The lines to be set down run from the line containing "the blue denim" through the final line of the data below; print them exactly and print nothing else.

═══ Data section

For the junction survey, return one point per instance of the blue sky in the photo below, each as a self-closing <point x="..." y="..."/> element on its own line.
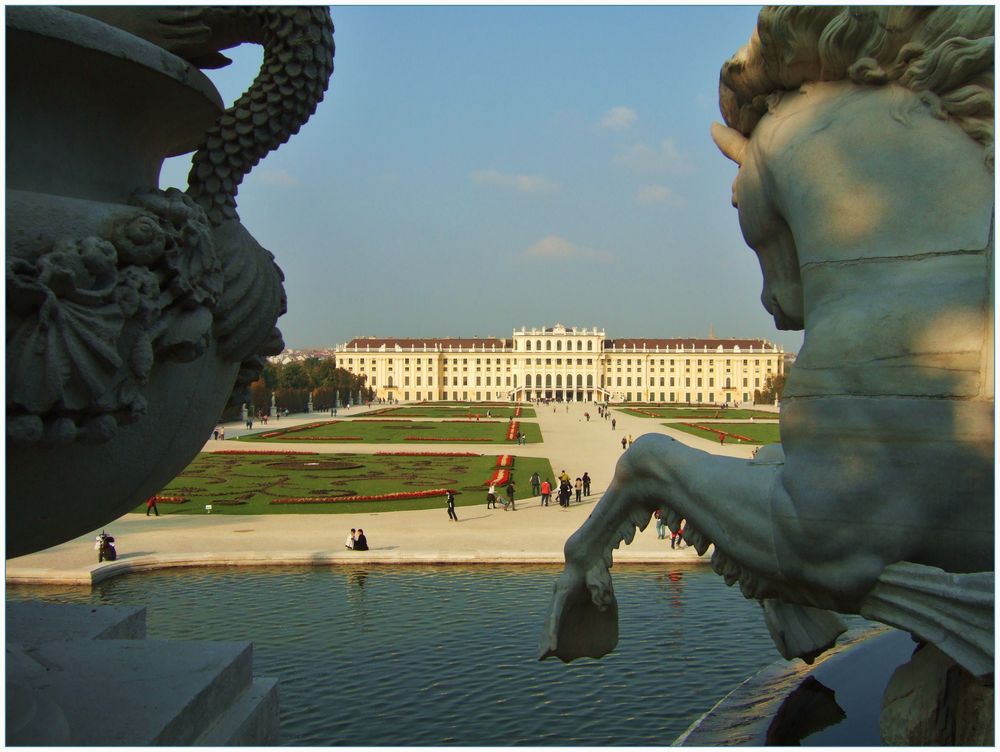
<point x="475" y="169"/>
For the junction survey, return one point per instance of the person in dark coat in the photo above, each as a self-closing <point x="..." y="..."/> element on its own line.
<point x="361" y="542"/>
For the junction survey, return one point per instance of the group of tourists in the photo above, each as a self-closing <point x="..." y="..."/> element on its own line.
<point x="356" y="540"/>
<point x="676" y="538"/>
<point x="566" y="489"/>
<point x="508" y="503"/>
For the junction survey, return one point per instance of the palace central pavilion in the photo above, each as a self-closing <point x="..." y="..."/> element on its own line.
<point x="563" y="363"/>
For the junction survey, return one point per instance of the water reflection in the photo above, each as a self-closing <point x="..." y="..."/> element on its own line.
<point x="447" y="654"/>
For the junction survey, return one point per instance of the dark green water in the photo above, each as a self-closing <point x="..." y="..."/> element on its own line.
<point x="447" y="655"/>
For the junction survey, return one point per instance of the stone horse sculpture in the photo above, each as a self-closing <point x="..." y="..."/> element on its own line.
<point x="864" y="139"/>
<point x="134" y="313"/>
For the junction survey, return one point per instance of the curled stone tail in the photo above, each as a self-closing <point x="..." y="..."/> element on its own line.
<point x="298" y="61"/>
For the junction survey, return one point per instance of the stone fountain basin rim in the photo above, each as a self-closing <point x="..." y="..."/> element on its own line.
<point x="82" y="31"/>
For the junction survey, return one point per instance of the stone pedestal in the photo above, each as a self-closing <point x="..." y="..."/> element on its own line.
<point x="84" y="676"/>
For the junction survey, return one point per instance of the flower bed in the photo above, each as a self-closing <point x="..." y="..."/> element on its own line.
<point x="430" y="454"/>
<point x="375" y="497"/>
<point x="513" y="430"/>
<point x="716" y="431"/>
<point x="262" y="451"/>
<point x="460" y="439"/>
<point x="499" y="477"/>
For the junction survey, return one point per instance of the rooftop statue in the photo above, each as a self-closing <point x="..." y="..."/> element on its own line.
<point x="133" y="313"/>
<point x="864" y="140"/>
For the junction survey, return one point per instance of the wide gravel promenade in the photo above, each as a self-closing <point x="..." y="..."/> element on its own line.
<point x="532" y="534"/>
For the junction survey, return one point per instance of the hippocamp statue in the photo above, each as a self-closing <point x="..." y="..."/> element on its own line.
<point x="134" y="313"/>
<point x="864" y="140"/>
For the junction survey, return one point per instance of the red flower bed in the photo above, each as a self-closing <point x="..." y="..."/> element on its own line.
<point x="375" y="497"/>
<point x="513" y="430"/>
<point x="263" y="451"/>
<point x="499" y="478"/>
<point x="431" y="454"/>
<point x="442" y="438"/>
<point x="716" y="431"/>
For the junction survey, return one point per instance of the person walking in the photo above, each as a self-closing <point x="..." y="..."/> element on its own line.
<point x="564" y="492"/>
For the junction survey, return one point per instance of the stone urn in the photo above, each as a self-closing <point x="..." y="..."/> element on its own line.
<point x="131" y="312"/>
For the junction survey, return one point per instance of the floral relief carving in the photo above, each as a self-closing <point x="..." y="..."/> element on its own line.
<point x="91" y="316"/>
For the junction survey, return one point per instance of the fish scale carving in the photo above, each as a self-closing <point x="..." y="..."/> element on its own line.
<point x="298" y="62"/>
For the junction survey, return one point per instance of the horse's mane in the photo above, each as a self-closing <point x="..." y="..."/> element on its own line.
<point x="943" y="53"/>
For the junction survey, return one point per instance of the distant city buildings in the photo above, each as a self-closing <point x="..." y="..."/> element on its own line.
<point x="564" y="363"/>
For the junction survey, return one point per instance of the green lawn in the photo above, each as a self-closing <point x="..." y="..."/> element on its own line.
<point x="697" y="412"/>
<point x="451" y="410"/>
<point x="757" y="433"/>
<point x="248" y="483"/>
<point x="387" y="431"/>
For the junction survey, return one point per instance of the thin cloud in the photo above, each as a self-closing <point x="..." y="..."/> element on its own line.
<point x="555" y="248"/>
<point x="618" y="119"/>
<point x="520" y="183"/>
<point x="648" y="159"/>
<point x="658" y="194"/>
<point x="278" y="178"/>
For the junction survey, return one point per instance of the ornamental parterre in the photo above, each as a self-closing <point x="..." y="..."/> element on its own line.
<point x="375" y="497"/>
<point x="261" y="451"/>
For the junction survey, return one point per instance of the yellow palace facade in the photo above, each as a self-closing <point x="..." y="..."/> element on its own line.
<point x="563" y="363"/>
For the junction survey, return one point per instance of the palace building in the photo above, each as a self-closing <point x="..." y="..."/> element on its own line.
<point x="563" y="363"/>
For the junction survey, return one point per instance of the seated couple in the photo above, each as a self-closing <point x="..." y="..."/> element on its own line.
<point x="357" y="541"/>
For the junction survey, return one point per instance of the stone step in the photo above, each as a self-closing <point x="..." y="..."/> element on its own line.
<point x="251" y="720"/>
<point x="137" y="692"/>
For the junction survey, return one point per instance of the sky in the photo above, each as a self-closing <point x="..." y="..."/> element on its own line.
<point x="476" y="169"/>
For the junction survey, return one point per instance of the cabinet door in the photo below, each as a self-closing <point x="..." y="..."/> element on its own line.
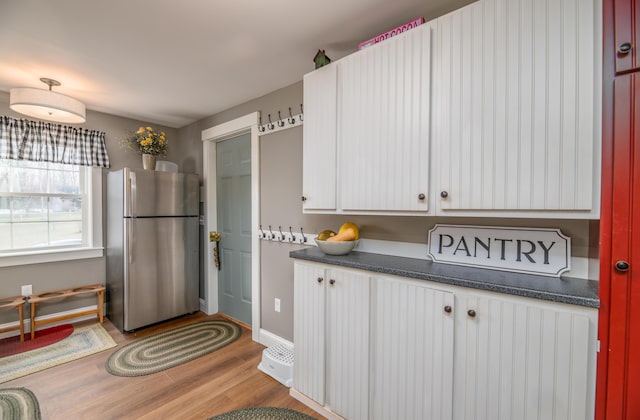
<point x="319" y="140"/>
<point x="627" y="34"/>
<point x="308" y="331"/>
<point x="348" y="344"/>
<point x="383" y="123"/>
<point x="411" y="351"/>
<point x="517" y="107"/>
<point x="517" y="360"/>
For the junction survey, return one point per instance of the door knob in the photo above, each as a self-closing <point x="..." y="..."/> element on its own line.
<point x="622" y="266"/>
<point x="625" y="48"/>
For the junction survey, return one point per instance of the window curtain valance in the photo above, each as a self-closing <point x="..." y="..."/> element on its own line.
<point x="38" y="141"/>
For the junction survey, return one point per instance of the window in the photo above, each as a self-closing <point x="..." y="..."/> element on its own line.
<point x="48" y="212"/>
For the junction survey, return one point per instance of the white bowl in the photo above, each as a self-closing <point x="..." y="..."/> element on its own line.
<point x="336" y="248"/>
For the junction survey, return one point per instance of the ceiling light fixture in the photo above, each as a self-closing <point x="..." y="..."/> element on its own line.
<point x="47" y="104"/>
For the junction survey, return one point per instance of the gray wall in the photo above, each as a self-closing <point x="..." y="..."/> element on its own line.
<point x="280" y="191"/>
<point x="60" y="275"/>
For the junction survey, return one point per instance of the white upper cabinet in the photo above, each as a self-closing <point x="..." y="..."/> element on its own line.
<point x="319" y="140"/>
<point x="383" y="135"/>
<point x="517" y="109"/>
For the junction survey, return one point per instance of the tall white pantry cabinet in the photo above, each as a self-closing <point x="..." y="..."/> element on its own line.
<point x="490" y="110"/>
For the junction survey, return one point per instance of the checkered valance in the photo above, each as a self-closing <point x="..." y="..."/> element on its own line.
<point x="47" y="142"/>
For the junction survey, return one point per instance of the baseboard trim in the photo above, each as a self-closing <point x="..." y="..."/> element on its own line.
<point x="270" y="339"/>
<point x="27" y="321"/>
<point x="314" y="405"/>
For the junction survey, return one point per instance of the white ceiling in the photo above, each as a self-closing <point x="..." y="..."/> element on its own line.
<point x="174" y="62"/>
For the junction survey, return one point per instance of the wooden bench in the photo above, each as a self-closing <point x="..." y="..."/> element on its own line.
<point x="36" y="298"/>
<point x="18" y="303"/>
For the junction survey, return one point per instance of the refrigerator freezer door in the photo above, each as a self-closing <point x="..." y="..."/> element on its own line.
<point x="153" y="193"/>
<point x="161" y="269"/>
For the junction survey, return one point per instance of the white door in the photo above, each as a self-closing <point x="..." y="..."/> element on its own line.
<point x="233" y="186"/>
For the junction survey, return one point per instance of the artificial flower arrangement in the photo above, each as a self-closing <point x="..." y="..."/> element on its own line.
<point x="147" y="141"/>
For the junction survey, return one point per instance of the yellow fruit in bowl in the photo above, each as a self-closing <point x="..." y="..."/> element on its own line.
<point x="325" y="234"/>
<point x="348" y="232"/>
<point x="352" y="226"/>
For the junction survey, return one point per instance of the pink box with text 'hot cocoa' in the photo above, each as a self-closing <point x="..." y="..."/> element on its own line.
<point x="393" y="32"/>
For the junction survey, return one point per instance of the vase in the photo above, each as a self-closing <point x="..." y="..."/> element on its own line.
<point x="149" y="162"/>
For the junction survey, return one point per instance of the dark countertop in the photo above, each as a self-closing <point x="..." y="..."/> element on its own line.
<point x="565" y="289"/>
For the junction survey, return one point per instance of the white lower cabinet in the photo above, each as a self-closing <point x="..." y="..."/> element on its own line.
<point x="331" y="334"/>
<point x="412" y="328"/>
<point x="523" y="359"/>
<point x="371" y="346"/>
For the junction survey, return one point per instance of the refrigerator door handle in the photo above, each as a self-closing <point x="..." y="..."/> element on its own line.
<point x="134" y="193"/>
<point x="131" y="239"/>
<point x="132" y="208"/>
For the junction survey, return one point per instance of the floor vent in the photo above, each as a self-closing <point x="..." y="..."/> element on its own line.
<point x="277" y="361"/>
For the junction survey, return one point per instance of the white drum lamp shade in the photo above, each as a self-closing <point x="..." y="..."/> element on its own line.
<point x="46" y="104"/>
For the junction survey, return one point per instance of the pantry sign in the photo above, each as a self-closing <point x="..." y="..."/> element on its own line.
<point x="544" y="252"/>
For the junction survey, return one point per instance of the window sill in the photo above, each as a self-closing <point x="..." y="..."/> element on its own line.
<point x="25" y="258"/>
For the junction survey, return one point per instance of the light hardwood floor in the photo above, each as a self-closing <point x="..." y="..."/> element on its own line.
<point x="224" y="380"/>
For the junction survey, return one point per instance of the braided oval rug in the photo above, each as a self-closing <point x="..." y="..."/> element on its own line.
<point x="18" y="404"/>
<point x="172" y="348"/>
<point x="263" y="413"/>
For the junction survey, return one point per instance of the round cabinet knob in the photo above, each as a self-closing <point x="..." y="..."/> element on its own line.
<point x="625" y="48"/>
<point x="622" y="266"/>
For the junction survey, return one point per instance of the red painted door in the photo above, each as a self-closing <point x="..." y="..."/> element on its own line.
<point x="627" y="36"/>
<point x="623" y="267"/>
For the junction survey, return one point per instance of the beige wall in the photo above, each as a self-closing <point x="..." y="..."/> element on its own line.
<point x="64" y="274"/>
<point x="281" y="188"/>
<point x="280" y="191"/>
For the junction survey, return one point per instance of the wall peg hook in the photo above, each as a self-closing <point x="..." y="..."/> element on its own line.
<point x="303" y="238"/>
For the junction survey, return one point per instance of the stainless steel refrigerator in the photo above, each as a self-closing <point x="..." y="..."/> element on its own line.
<point x="152" y="246"/>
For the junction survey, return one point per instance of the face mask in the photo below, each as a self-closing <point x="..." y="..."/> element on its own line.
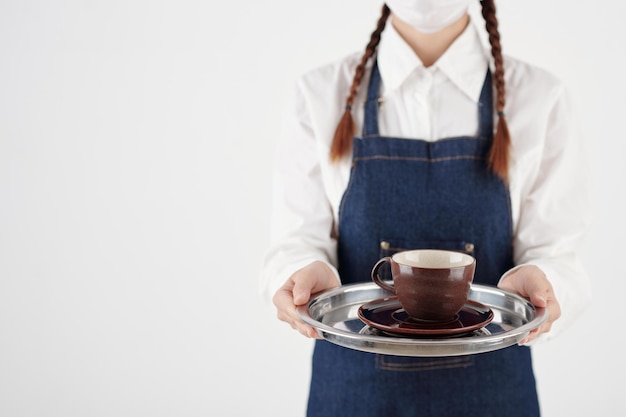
<point x="428" y="16"/>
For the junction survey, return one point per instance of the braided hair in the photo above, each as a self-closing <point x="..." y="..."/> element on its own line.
<point x="499" y="153"/>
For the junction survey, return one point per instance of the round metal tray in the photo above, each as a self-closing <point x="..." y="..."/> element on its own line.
<point x="334" y="313"/>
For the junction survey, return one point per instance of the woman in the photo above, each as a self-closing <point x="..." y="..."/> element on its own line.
<point x="440" y="143"/>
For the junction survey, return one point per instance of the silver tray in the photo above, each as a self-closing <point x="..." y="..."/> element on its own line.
<point x="334" y="313"/>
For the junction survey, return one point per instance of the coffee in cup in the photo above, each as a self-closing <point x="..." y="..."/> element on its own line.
<point x="430" y="284"/>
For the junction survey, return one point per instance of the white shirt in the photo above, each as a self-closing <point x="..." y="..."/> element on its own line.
<point x="547" y="168"/>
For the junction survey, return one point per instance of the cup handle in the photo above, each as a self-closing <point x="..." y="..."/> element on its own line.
<point x="377" y="279"/>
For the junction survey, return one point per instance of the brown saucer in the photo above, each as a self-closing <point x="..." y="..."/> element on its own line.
<point x="388" y="315"/>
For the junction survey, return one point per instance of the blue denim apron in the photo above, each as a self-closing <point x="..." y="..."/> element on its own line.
<point x="409" y="194"/>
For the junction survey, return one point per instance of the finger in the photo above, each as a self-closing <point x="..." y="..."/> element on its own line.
<point x="286" y="311"/>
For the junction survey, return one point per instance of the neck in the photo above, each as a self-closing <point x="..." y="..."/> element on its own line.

══════

Answer
For the junction survey, return one point per instance of the blue denim apron in the photo above, each as a self-closing <point x="..." y="..."/> element on its own line.
<point x="409" y="194"/>
For the junction survey, return one point per instance of the finger in the photo above, each as a self-closing <point x="..." y="..."/> element on its own line.
<point x="286" y="311"/>
For the junction survey, return one point per instance of the neck in the photo above, each as a self-closing <point x="..." y="..."/> element on its own line.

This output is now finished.